◆ Records for the exercise:
Start of Block

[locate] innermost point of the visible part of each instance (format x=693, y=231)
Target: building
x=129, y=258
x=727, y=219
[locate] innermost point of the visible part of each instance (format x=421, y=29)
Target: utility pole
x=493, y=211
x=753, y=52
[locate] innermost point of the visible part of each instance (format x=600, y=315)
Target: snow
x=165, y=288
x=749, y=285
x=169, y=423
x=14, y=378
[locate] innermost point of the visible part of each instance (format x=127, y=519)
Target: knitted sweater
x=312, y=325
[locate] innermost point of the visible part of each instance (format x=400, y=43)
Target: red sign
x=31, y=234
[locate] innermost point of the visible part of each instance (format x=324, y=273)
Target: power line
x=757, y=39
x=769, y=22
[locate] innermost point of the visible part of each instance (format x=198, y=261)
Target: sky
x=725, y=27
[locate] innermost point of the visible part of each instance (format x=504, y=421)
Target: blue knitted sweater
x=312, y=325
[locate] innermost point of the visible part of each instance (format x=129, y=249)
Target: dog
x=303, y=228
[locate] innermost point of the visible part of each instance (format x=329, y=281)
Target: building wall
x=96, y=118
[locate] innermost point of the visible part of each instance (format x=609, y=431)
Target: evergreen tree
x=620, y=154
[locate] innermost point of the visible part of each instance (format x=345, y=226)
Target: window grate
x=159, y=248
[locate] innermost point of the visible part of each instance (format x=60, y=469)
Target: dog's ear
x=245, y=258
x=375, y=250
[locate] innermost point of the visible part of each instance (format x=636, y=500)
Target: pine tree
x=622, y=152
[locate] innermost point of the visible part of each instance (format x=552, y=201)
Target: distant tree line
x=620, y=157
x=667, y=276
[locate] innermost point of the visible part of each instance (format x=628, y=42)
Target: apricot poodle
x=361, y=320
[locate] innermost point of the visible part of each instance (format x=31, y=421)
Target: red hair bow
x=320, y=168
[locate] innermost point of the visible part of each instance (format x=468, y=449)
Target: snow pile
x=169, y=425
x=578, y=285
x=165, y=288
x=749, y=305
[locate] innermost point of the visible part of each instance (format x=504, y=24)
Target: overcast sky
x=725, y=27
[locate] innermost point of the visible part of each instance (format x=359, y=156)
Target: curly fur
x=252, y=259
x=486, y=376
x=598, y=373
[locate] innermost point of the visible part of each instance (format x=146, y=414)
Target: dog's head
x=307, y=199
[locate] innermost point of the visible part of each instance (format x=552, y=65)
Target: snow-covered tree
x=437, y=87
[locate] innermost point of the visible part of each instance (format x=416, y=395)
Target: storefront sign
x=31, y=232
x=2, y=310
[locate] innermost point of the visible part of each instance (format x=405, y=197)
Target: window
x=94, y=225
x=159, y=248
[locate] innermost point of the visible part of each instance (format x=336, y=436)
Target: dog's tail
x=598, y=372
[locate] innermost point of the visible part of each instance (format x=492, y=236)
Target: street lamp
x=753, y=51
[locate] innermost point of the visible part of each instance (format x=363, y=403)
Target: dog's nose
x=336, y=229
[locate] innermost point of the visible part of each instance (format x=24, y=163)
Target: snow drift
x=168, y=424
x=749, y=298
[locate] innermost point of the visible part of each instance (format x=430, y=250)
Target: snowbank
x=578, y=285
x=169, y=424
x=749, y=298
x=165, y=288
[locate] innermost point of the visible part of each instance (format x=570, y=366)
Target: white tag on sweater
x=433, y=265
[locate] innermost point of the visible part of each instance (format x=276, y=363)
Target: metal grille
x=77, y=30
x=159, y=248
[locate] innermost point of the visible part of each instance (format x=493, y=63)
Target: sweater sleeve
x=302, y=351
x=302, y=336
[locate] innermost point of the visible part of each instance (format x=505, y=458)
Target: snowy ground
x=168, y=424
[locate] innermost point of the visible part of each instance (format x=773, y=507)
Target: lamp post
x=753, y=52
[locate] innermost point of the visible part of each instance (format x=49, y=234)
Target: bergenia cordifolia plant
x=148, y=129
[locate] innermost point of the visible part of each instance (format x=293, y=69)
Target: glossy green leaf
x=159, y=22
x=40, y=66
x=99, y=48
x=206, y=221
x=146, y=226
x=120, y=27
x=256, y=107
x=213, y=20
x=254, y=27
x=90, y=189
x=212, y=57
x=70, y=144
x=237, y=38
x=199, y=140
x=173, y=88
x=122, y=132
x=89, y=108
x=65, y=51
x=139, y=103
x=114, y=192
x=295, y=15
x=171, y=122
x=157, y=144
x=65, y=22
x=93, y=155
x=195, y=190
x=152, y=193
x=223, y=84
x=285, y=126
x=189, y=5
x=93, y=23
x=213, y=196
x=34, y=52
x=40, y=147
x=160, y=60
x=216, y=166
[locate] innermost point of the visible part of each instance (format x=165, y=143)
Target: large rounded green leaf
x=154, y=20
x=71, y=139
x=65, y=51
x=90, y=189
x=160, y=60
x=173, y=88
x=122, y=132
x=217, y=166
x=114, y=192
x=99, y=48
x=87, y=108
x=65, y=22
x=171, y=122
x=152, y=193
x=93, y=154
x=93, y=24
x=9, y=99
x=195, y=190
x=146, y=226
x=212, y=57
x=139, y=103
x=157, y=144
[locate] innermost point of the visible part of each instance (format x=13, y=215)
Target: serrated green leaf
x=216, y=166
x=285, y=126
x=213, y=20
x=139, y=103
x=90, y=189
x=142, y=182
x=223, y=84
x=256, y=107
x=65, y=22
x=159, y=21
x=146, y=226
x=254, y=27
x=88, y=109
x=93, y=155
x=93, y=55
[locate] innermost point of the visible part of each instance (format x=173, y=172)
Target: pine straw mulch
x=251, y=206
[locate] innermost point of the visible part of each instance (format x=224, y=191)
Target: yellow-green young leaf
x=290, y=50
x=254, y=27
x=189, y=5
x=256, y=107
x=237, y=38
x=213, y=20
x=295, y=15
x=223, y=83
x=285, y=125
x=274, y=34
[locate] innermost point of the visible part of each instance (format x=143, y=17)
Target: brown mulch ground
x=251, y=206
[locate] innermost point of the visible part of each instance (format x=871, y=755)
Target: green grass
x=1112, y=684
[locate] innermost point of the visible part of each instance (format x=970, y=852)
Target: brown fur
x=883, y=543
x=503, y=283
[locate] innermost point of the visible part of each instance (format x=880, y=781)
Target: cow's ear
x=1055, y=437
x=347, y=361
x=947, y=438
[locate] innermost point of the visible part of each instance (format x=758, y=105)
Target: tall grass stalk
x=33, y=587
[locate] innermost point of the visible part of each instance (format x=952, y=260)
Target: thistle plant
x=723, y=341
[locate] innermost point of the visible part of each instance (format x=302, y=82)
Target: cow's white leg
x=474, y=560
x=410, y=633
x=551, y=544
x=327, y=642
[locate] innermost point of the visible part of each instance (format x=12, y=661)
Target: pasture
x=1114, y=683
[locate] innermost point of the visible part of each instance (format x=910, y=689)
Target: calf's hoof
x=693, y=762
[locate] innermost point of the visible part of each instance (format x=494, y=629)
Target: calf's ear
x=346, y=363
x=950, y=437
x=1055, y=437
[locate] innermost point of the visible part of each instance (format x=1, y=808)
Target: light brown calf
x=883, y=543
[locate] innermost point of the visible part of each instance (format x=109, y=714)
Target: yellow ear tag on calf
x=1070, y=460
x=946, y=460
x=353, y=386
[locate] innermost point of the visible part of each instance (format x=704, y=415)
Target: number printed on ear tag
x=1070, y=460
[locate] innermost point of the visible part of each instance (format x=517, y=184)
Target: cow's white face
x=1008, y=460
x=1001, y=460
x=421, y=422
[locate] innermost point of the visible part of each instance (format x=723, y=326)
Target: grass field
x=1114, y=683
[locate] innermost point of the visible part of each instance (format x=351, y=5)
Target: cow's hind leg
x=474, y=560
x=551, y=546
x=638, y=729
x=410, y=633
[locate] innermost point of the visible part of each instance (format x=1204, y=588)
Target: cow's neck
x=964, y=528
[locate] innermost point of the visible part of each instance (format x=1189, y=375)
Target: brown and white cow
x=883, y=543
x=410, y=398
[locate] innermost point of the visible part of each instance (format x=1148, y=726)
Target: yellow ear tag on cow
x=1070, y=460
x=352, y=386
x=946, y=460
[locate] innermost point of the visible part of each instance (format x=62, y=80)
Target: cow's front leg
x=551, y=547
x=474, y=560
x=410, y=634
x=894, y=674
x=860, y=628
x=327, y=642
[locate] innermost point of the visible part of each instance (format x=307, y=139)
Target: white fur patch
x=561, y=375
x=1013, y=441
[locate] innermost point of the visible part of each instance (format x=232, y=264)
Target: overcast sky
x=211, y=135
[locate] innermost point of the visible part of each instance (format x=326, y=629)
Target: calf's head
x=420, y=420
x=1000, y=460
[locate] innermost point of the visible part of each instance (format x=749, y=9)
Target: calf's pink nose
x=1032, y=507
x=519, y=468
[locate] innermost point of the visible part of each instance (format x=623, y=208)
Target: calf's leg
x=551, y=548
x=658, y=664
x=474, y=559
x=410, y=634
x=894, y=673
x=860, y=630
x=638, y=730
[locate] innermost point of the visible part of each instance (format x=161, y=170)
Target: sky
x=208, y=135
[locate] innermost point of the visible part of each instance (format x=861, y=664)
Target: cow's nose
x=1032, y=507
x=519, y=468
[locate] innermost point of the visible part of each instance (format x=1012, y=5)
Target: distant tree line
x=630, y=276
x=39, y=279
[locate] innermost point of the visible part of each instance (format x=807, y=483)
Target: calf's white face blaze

End of Block

◆ Exercise objective:
Take the line above containing "(format x=600, y=315)", the line containing "(format x=198, y=261)", and all lines in between, and copy them exactly without anything else.

◆ Response area:
[locate] innermost point of the visible part of each instance (format x=600, y=315)
Target: snow
x=165, y=288
x=749, y=285
x=169, y=423
x=14, y=378
[locate] innermost point of the visible part of each instance (format x=127, y=519)
Target: knitted sweater
x=312, y=325
[locate] innermost point of the visible part of each instance (format x=400, y=43)
Target: red sign
x=31, y=234
[locate] innermost point of the visible part of each instance (format x=324, y=273)
Target: power line
x=757, y=39
x=769, y=22
[locate] innermost point of the visible part of each instance (format x=198, y=261)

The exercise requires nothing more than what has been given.